» Dataset entries
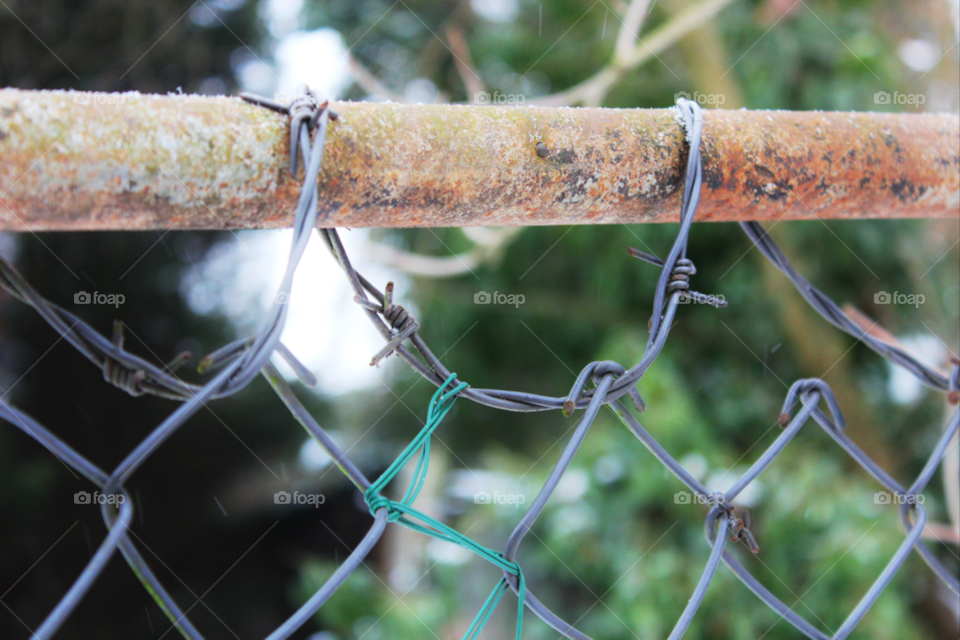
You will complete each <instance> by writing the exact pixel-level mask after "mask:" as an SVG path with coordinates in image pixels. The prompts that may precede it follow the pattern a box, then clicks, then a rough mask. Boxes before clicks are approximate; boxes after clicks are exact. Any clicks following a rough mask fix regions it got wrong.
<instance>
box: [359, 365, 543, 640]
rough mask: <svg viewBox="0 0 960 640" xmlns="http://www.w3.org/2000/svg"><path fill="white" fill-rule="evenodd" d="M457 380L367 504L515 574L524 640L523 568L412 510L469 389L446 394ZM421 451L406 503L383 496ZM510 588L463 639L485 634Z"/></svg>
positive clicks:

» TASK INSTRUCTIONS
Rewrite the material above, swapping every "rough mask" for "coarse mask" and changing nothing else. Leave the pictures out.

» WRITTEN SOLUTION
You will complete each <instance> by writing the exact pixel-level mask after "mask:" as an SVG path with coordinates in image pixels. The prompts that may precede it follow the pattern a box, then clicks, then a coarse mask. Boxes before clicks are approximate; boxes after clicks are exact. Any clicks following a coarse mask fix regions it got wrong.
<instance>
box: [359, 365, 543, 640]
coarse mask: <svg viewBox="0 0 960 640" xmlns="http://www.w3.org/2000/svg"><path fill="white" fill-rule="evenodd" d="M457 380L367 504L515 574L524 640L523 568L412 510L469 389L446 394ZM421 451L406 503L383 496ZM510 588L463 639L485 634Z"/></svg>
positive clicks:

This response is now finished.